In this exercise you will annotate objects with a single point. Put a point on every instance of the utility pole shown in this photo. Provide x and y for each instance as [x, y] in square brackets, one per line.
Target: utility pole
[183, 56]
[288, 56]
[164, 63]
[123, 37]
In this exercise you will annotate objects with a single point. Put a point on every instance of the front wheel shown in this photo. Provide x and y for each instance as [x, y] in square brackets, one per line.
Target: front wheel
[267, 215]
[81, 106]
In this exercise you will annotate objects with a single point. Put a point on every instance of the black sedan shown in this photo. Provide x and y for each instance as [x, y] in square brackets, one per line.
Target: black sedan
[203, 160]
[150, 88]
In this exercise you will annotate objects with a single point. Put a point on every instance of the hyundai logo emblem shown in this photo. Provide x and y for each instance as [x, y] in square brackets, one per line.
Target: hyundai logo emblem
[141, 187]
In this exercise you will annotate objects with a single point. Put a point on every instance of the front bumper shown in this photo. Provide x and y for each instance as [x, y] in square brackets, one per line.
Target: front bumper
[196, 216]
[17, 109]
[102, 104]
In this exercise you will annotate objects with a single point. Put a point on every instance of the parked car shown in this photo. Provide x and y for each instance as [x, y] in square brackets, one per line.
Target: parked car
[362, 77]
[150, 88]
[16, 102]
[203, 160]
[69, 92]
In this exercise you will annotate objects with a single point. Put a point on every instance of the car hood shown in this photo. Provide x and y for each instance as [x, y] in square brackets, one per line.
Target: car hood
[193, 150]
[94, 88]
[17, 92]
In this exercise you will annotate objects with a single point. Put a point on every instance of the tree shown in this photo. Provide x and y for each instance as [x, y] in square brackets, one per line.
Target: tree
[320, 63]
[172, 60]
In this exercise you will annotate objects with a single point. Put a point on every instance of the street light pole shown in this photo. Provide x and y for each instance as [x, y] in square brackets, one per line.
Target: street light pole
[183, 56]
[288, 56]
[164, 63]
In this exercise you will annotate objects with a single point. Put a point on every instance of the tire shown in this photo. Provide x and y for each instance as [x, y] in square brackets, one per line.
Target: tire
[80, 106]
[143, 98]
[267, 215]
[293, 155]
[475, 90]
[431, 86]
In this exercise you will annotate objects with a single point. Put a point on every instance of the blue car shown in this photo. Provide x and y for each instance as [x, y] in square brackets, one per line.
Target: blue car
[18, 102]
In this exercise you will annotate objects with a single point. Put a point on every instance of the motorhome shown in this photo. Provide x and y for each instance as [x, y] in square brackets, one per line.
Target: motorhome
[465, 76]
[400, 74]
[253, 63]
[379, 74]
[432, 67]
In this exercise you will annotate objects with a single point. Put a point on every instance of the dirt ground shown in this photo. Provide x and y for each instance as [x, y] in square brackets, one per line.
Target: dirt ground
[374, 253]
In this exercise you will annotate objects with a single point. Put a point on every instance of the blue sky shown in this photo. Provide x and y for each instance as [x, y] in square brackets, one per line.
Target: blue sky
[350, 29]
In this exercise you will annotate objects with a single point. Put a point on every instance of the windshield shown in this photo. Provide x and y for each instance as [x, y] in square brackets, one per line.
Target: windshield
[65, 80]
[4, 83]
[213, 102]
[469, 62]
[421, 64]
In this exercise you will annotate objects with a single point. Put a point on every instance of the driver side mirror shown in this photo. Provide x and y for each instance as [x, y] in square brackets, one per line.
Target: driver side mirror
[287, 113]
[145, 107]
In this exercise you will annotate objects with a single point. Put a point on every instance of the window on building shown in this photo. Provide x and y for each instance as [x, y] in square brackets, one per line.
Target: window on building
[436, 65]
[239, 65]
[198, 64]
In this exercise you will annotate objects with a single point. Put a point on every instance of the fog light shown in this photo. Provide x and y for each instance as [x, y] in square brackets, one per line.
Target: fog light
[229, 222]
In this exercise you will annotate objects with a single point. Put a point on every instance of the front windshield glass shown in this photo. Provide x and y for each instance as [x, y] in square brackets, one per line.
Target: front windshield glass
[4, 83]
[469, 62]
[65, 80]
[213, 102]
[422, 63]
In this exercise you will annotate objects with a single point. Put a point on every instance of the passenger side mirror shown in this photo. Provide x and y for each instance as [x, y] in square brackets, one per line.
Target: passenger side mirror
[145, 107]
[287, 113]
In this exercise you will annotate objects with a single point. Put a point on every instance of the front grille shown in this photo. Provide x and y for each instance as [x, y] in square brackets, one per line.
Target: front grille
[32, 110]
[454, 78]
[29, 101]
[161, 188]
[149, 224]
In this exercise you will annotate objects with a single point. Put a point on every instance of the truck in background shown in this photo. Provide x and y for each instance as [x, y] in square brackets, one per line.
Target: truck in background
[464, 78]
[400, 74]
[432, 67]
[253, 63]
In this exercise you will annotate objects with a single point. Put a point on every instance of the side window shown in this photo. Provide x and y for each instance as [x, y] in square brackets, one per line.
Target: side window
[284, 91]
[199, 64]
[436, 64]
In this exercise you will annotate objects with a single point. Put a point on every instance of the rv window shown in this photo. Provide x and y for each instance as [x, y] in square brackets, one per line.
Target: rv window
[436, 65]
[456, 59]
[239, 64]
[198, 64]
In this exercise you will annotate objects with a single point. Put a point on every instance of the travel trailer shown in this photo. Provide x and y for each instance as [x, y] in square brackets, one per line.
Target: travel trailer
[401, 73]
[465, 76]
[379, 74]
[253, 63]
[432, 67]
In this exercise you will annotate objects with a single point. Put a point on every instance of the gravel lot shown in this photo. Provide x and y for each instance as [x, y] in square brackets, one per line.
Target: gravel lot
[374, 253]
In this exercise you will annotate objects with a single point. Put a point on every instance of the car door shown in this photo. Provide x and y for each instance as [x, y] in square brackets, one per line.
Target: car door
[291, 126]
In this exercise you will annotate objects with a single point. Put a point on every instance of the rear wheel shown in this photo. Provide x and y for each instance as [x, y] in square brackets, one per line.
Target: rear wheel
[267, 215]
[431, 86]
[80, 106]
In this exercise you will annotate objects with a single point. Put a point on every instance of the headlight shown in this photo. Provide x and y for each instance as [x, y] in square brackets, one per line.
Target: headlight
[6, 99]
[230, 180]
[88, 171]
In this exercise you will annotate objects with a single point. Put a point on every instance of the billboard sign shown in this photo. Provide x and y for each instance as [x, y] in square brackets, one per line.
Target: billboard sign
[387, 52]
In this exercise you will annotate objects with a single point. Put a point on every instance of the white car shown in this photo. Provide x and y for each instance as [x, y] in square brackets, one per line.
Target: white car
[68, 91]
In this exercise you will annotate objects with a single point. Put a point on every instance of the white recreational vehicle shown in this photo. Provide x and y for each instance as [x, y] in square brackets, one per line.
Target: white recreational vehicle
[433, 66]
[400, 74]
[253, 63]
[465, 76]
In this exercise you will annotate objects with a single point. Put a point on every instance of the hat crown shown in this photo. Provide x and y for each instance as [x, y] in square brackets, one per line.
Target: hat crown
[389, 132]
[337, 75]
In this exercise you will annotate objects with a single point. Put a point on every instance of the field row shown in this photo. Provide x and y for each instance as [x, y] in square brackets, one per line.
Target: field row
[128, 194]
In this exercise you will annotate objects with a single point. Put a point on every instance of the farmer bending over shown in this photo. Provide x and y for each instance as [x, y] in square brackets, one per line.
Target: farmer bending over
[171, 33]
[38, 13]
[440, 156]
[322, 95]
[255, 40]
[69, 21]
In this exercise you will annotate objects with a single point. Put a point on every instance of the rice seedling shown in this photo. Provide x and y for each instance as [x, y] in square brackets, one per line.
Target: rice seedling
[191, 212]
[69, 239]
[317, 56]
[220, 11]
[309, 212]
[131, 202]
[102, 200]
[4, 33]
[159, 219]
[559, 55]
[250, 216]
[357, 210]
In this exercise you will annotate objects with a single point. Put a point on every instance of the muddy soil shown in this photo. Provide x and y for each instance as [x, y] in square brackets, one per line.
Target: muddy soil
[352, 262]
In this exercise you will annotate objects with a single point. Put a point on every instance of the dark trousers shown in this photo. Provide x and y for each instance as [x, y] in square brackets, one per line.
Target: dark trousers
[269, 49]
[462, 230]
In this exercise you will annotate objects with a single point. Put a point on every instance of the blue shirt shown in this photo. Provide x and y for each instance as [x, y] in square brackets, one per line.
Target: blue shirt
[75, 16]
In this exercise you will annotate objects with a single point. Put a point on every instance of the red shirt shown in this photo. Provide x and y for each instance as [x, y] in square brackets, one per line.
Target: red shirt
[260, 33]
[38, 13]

☆ ☆ ☆ ☆

> **DO THIS**: Update the listing from the line with "the red shirt" through the end of the listing, replacing "single point" with "single marker" and keeping everything else unchanged.

> **TASK RESULT**:
In this exercise you will annotate objects with a single marker. Put a point on every instance of the red shirt shown in this photo. Provide x and y for each instance as [x, y] in square brackets, one per line.
Target: red shirt
[260, 33]
[38, 13]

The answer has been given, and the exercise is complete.